▶ Tareas pendientes:
1. Cita textualmente el fragmento del hilo sobre el lector de huellas que va desde "Justamente hoy a" hasta "pic. Analizar imagen con el pic lo veo difícil.", ambos incluidos.
2. Traduce al inglés la siguiente oración del hilo sobre el lector de huellas: "Lógico que la idea es hacer trabajar mas al microcontrolador PIC que a la PC."

▶ Texto dado:
# Lector de Huellas Digitales con PIC



## joquines (Jul 5, 2012)

Gente, estoy pensando en hacer para un proyecto de la Universidad un *lector de huellas digitales* para una aplicación como control de acceso, básicamente ese sería su función.

La idea de la consulta en el foro es que tipo de sensor/lector tendría que utilizar para este desarrollo y que ayudas me podrían dar para realizar el proyecto.

La idea creo que es buena siempre que compartamos las ideas y generar una nueva librería o función para que todos podamos sacar su provecho!


----------



## DOSMETROS (Jul 5, 2012)

Supongo que deberá ser una cámara con algún filtro ¿no?

Dado que se trata de tu proyecto para la Universidad ¿ que llevás hecho-avanzado hasta ahora ?


----------



## Scooter (Jul 5, 2012)

Pues yo primero leería las normas del foro.


----------



## joquines (Jul 5, 2012)

Justamente hoy a la mañana se me ocurrió esto, y hace un buen rato estoy averiguando por internet que información me va a ser útil. Lo que estoy pensando es que tendría que tomar la imagen de la huella y hacer una comparación de bits para la comprobación de las huellas.

La idea es hacer un control de personal, donde cada uno ingrese su huella digital y hacer una comunicación a una PC del ingreso y egreso del personal. Lógico que la idea es hacer trabajar mas al microcontrolador PIC que a la PC.


----------



## Scooter (Jul 5, 2012)

Pues tener un equipo con chorrocientos teraflos y otro con unos miseros MIPS y que trabaje el pequeño no me parece lógico.
Si vas a usar un pc, eso me parece imprescindible , yo buscaría lectores de huella para pc y olvidaría el pic. Analizar imagen con el pic lo veo difícil.


----------



## Chico3001 (Jul 5, 2012)

Scooter dijo:


> Analizar imagen con el pic lo veo difícil.



 no es para nada dificil... es practicamente imposible.. al menos con PICs o micros de 8 bits.. forzosamente hay que usar 16 o 32 bits y de ser posible un DSP, ya que los calculos matematicos son muy pesados...


----------



## DJ DRACO (Jul 5, 2012)

▶ Lista de registros:

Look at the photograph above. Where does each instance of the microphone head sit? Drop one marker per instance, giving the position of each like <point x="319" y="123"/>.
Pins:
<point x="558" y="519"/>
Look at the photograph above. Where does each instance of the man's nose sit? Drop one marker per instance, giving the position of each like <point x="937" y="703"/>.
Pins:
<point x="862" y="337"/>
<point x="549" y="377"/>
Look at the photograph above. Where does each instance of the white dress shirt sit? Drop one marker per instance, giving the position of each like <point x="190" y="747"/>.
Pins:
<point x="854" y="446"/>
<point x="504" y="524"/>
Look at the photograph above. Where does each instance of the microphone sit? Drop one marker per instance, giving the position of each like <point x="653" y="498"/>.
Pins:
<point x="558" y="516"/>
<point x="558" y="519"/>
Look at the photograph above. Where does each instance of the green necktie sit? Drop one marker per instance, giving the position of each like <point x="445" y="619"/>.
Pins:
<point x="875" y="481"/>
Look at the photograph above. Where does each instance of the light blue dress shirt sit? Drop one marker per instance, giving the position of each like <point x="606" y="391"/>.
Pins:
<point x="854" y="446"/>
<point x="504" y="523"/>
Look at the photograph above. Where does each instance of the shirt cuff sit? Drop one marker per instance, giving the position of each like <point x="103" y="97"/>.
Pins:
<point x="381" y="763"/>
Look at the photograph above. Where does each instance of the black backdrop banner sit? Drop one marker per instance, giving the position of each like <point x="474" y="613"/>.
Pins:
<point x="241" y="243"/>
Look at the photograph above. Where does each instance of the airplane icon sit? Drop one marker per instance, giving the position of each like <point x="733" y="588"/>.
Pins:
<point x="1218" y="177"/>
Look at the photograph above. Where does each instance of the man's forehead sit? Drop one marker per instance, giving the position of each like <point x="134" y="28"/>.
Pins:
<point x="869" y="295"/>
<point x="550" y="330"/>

▶ Respuestas:
1.
Justamente hoy a la mañana se me ocurrió esto, y hace un buen rato estoy averiguando por internet que información me va a ser útil. Lo que estoy pensando es que tendría que tomar la imagen de la huella y hacer una comparación de bits para la comprobación de las huellas.

La idea es hacer un control de personal, donde cada uno ingrese su huella digital y hacer una comunicación a una PC del ingreso y egreso del personal. Lógico que la idea es hacer trabajar mas al microcontrolador PIC que a la PC.


----------



## Scooter (Jul 5, 2012)

Pues tener un equipo con chorrocientos teraflos y otro con unos miseros MIPS y que trabaje el pequeño no me parece lógico.
Si vas a usar un pc, eso me parece imprescindible , yo buscaría lectores de huella para pc y olvidaría el pic. Analizar imagen con el pic lo veo difícil.

2. Naturally, the idea is to have the PIC microcontroller do more of the work than the PC.